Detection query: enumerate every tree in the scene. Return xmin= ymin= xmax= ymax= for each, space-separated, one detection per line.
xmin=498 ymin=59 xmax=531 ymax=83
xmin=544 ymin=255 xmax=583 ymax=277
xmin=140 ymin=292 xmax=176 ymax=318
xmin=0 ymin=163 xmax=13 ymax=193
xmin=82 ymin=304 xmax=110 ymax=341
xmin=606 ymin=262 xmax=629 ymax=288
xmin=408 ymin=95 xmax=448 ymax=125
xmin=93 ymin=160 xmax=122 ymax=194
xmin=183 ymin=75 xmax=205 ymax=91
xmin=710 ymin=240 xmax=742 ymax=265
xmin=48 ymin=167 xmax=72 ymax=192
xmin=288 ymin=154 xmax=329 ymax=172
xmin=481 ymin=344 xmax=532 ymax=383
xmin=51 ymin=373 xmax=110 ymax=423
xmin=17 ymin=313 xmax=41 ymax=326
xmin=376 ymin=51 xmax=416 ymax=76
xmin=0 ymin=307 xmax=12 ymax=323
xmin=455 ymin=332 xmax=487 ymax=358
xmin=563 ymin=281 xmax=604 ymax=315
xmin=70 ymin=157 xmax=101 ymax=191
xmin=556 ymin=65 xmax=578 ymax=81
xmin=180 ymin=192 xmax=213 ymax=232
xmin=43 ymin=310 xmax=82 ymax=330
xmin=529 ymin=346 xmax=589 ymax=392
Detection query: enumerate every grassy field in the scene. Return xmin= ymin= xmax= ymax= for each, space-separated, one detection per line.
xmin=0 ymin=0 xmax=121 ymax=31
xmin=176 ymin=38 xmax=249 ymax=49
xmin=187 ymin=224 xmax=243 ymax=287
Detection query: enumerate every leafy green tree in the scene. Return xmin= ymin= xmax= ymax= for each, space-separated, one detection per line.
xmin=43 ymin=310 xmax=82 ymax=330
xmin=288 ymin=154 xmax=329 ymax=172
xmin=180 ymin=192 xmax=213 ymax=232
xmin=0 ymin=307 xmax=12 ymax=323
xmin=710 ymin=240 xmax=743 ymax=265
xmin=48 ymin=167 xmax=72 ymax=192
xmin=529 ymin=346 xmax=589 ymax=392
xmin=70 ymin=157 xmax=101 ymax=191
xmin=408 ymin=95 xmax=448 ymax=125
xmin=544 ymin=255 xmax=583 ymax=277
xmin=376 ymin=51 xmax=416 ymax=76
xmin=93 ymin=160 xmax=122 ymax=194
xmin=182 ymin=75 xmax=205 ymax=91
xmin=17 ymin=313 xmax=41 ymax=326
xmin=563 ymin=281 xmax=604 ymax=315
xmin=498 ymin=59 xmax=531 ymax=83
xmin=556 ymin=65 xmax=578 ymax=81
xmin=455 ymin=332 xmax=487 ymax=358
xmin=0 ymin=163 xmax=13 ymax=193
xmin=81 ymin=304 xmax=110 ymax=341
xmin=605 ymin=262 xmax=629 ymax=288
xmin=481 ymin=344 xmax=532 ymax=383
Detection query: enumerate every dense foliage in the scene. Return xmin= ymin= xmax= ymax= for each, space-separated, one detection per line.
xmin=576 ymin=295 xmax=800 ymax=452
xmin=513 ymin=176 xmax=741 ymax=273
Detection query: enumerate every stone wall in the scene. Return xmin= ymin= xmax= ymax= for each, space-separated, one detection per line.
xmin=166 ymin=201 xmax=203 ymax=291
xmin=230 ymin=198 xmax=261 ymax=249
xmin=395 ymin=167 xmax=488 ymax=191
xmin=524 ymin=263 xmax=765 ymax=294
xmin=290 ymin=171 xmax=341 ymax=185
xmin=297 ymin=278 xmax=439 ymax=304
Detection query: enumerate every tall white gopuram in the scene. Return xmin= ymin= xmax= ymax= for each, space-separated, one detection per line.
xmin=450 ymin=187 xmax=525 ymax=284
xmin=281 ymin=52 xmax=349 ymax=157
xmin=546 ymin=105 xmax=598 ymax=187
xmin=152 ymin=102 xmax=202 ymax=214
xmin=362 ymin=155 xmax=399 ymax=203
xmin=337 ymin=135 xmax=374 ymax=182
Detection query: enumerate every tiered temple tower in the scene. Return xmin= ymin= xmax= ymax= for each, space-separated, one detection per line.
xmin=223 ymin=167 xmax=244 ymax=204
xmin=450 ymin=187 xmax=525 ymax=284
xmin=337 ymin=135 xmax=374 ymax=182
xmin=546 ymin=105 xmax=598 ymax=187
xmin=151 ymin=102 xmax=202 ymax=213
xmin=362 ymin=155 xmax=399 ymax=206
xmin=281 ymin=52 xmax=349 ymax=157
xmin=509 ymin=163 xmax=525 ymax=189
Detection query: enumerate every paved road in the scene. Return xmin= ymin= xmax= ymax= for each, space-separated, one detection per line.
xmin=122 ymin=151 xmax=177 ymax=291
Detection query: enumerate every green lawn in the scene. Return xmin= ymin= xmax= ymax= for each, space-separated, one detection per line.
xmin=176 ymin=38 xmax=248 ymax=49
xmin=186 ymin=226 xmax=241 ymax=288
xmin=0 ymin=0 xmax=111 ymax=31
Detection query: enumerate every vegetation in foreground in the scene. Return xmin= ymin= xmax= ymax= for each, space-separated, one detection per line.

--

Output the data in full, please, exactly as written.

Detection query: enumerate every tree in the scene. Return xmin= ymin= xmax= ymax= for each, space-separated, one detection per line.
xmin=498 ymin=59 xmax=531 ymax=83
xmin=544 ymin=255 xmax=583 ymax=277
xmin=140 ymin=292 xmax=176 ymax=318
xmin=0 ymin=163 xmax=13 ymax=193
xmin=82 ymin=304 xmax=110 ymax=341
xmin=606 ymin=262 xmax=629 ymax=288
xmin=408 ymin=95 xmax=448 ymax=125
xmin=93 ymin=160 xmax=122 ymax=194
xmin=183 ymin=75 xmax=205 ymax=91
xmin=710 ymin=240 xmax=742 ymax=265
xmin=48 ymin=167 xmax=72 ymax=192
xmin=288 ymin=154 xmax=329 ymax=172
xmin=481 ymin=344 xmax=532 ymax=383
xmin=51 ymin=373 xmax=110 ymax=423
xmin=17 ymin=313 xmax=41 ymax=326
xmin=376 ymin=51 xmax=416 ymax=76
xmin=0 ymin=307 xmax=12 ymax=323
xmin=455 ymin=332 xmax=487 ymax=358
xmin=563 ymin=281 xmax=604 ymax=315
xmin=70 ymin=157 xmax=101 ymax=191
xmin=556 ymin=65 xmax=578 ymax=81
xmin=180 ymin=192 xmax=213 ymax=232
xmin=43 ymin=310 xmax=82 ymax=330
xmin=529 ymin=346 xmax=589 ymax=392
Detection query: enumerate every grassy field in the scene. Return xmin= ymin= xmax= ymax= for each, space-separated, one detection per line.
xmin=0 ymin=0 xmax=121 ymax=31
xmin=176 ymin=38 xmax=249 ymax=49
xmin=187 ymin=224 xmax=243 ymax=287
Detection query: enumerate every leafy green tree in the scene. Return xmin= ymin= xmax= ymax= for each, space-separated, one detection per line.
xmin=43 ymin=310 xmax=82 ymax=330
xmin=288 ymin=154 xmax=329 ymax=172
xmin=180 ymin=192 xmax=213 ymax=232
xmin=0 ymin=307 xmax=12 ymax=323
xmin=710 ymin=240 xmax=743 ymax=265
xmin=48 ymin=167 xmax=72 ymax=192
xmin=529 ymin=346 xmax=589 ymax=392
xmin=70 ymin=157 xmax=101 ymax=191
xmin=408 ymin=95 xmax=448 ymax=125
xmin=544 ymin=255 xmax=583 ymax=277
xmin=376 ymin=51 xmax=416 ymax=76
xmin=93 ymin=160 xmax=122 ymax=194
xmin=182 ymin=75 xmax=205 ymax=91
xmin=17 ymin=313 xmax=41 ymax=326
xmin=563 ymin=281 xmax=604 ymax=315
xmin=498 ymin=59 xmax=531 ymax=83
xmin=556 ymin=65 xmax=578 ymax=81
xmin=455 ymin=332 xmax=487 ymax=358
xmin=0 ymin=163 xmax=13 ymax=193
xmin=81 ymin=304 xmax=110 ymax=341
xmin=605 ymin=262 xmax=629 ymax=288
xmin=481 ymin=344 xmax=532 ymax=383
Detection query: enumerate every dense foliage in the scene. Return xmin= ymin= xmax= ymax= for each, space-separated, one detection per line.
xmin=576 ymin=295 xmax=800 ymax=452
xmin=513 ymin=176 xmax=741 ymax=273
Detection query: enumerate every stone wall in the scene. Return xmin= ymin= xmax= ymax= for each, space-separated, one detection per line.
xmin=166 ymin=201 xmax=203 ymax=291
xmin=230 ymin=198 xmax=261 ymax=249
xmin=395 ymin=167 xmax=488 ymax=191
xmin=524 ymin=263 xmax=765 ymax=294
xmin=290 ymin=171 xmax=341 ymax=185
xmin=297 ymin=278 xmax=439 ymax=304
Detection query: enumerate every tall white gopuram in the scene. Return xmin= ymin= xmax= ymax= for each, space-separated, one detection per line.
xmin=450 ymin=187 xmax=525 ymax=284
xmin=281 ymin=52 xmax=349 ymax=157
xmin=546 ymin=105 xmax=598 ymax=187
xmin=152 ymin=102 xmax=202 ymax=214
xmin=362 ymin=155 xmax=399 ymax=203
xmin=337 ymin=135 xmax=374 ymax=182
Detection query: enumerate every tiered temple tower in the scene. Return xmin= ymin= xmax= ymax= for each, space-separated, one detection per line.
xmin=223 ymin=167 xmax=244 ymax=204
xmin=450 ymin=187 xmax=525 ymax=284
xmin=337 ymin=135 xmax=374 ymax=182
xmin=546 ymin=105 xmax=598 ymax=187
xmin=151 ymin=102 xmax=202 ymax=213
xmin=362 ymin=155 xmax=399 ymax=206
xmin=281 ymin=52 xmax=349 ymax=157
xmin=509 ymin=163 xmax=525 ymax=189
Detection query: enumerate every paved road in the scene. Return xmin= ymin= xmax= ymax= for each, space-separated, one detection per line.
xmin=122 ymin=151 xmax=177 ymax=291
Detection query: enumerate every green lawn in the scene. Return xmin= ymin= xmax= ymax= for each, space-separated, one detection per line.
xmin=176 ymin=38 xmax=248 ymax=49
xmin=186 ymin=226 xmax=241 ymax=288
xmin=0 ymin=0 xmax=111 ymax=31
Detection query: enumerate every vegetation in foreground in the scene. Return xmin= ymin= xmax= ymax= for each, space-separated, one detection per line.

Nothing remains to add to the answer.